WHAT THE EXERCISE ASKS: Please write out the entries again, starting at the line containing "[outline] tower crane, every instance" and ending at the line containing "M193 85L191 83L184". Replace "tower crane" with "construction crane" and leave everything else unchanged.

-- begin DATASET ENTRIES --

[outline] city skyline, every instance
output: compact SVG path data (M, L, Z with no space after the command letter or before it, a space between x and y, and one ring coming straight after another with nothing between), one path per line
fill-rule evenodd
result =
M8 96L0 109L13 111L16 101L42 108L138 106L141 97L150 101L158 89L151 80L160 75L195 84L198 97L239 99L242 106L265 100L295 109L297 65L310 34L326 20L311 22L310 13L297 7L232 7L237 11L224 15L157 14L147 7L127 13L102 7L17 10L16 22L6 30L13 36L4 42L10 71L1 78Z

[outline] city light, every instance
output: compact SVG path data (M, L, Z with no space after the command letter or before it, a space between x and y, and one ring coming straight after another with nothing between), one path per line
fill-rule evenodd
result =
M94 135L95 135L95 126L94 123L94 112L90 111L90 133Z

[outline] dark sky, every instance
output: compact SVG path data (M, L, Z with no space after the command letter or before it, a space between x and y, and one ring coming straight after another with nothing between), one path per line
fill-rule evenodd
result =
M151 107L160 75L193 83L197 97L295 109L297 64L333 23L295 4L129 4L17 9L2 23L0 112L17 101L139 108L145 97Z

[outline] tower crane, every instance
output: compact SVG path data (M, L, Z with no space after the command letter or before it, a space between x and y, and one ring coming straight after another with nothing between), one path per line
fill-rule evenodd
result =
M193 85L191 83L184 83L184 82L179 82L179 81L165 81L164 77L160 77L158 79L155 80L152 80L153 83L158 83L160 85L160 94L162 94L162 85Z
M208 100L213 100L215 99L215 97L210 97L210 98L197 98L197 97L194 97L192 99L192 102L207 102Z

-- end DATASET ENTRIES --

CORRECT RESULT:
[outline] construction crane, every instance
output: compact SVG path data (M, L, Z with no space after the command letter or before it, a space between x and y, and one ring coming straight after another with nothing between), one path per line
fill-rule evenodd
result =
M193 85L191 83L184 83L184 82L179 82L179 81L165 81L164 77L160 77L158 79L155 80L152 80L153 83L158 83L160 85L160 94L162 94L162 85Z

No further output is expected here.